╭─ DOCUMENT EXCERPT

At first, the second to last episode, “The Home,” felt out of place, odd, like filler, but the longer I watched I fell in love with the characters and the whimsy. It was like watching an entirely different show, yet it was worth it for the beautiful and tragic ghost story. It played out like a short film with a new set of characters to follow with new rules for reality. I could watch “The Home” by itself and feel satisfied by the playfulness mixed with the heart-wrenching story. Hunters does a fantastic job of fixating on the effect Hitler had on Jewish children. In the theoretical study of Hunters about a group of Jewish vigilante Nazi executioners, Hitler turned Jewish children into assassins the same way he turned Aryan Germans into coldhearted human exterminators. Hitler’s sermons created violence everywhere, regardless of the intended audience.
The finale, “The Trial of Adolf Hitler,” is an excellent party of cathartic wins. It comes with an exemplary performance by Carol Kane. Honestly, she is always magnificent and never disappoints in this series or any project, but her monologue on the stand was emotionally gratifying and incredibly performed. And the dialogue between Nyasha Hatendi and Josh Zuckerman in that courtroom shaped the episode’s meaning. Their performances, separate and echoing one another, make this trial all the more significant. Hatendi’s confidence combating Zuckerman’s inner conflict creates an epic and momentous conception of justice.

╰─
╭─ THE DATA

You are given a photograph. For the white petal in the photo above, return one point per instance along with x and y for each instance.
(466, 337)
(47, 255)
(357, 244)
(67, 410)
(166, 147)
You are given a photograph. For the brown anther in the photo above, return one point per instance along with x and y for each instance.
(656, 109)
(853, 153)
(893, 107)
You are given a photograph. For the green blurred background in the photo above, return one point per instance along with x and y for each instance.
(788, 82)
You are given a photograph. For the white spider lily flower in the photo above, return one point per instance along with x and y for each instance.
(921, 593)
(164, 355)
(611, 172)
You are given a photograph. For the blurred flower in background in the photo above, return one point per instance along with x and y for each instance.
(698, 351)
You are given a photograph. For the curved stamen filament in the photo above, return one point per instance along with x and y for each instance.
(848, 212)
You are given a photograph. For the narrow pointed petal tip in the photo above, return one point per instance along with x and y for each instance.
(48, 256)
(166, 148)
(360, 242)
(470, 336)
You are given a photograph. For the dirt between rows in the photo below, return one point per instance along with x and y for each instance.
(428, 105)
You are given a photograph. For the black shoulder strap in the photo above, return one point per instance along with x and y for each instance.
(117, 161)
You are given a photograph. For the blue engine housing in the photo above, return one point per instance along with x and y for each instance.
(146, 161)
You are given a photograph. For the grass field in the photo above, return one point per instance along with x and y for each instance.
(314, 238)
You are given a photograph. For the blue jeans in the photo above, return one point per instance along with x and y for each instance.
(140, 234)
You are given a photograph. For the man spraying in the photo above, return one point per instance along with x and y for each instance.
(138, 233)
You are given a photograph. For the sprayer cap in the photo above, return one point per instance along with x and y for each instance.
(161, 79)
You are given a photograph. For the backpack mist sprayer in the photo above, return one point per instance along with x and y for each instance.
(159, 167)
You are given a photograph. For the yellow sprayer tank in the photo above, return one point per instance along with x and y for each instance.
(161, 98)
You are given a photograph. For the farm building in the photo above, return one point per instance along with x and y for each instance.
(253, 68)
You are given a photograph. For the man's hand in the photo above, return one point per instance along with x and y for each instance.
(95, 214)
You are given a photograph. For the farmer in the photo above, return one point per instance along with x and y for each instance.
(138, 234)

╰─
╭─ THE DATA

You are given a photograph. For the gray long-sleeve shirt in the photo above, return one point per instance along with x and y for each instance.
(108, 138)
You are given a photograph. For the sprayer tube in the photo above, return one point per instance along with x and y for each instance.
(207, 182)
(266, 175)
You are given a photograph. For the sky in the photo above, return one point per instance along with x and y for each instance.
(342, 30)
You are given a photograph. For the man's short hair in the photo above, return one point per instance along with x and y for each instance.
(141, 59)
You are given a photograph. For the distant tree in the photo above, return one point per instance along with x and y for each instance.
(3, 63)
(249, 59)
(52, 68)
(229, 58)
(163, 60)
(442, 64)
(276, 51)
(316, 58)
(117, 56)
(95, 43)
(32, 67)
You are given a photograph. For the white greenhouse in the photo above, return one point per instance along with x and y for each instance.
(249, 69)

╰─

» **TASKS TO PERFORM**
**1)** From the review of Hunters, copy word for word the passage from "At first, the" to "the intended audience.".
**2)** In the review of Hunters, what is the title of the finale?
**3)** Translate this sentence from the review of Hunters into Spanish: "Hitler’s sermons created violence everywhere, regardless of the intended audience."

» **SOLUTION LIST**
**1)**
At first, the second to last episode, “The Home,” felt out of place, odd, like filler, but the longer I watched I fell in love with the characters and the whimsy. It was like watching an entirely different show, yet it was worth it for the beautiful and tragic ghost story. It played out like a short film with a new set of characters to follow with new rules for reality. I could watch “The Home” by itself and feel satisfied by the playfulness mixed with the heart-wrenching story. Hunters does a fantastic job of fixating on the effect Hitler had on Jewish children. In the theoretical study of Hunters about a group of Jewish vigilante Nazi executioners, Hitler turned Jewish children into assassins the same way he turned Aryan Germans into coldhearted human exterminators. Hitler’s sermons created violence everywhere, regardless of the intended audience.

**2)** "The Trial of Adolf Hitler"

**3)** Los sermones de Hitler generaron violencia en todas partes, sin importar el público al que iban dirigidos.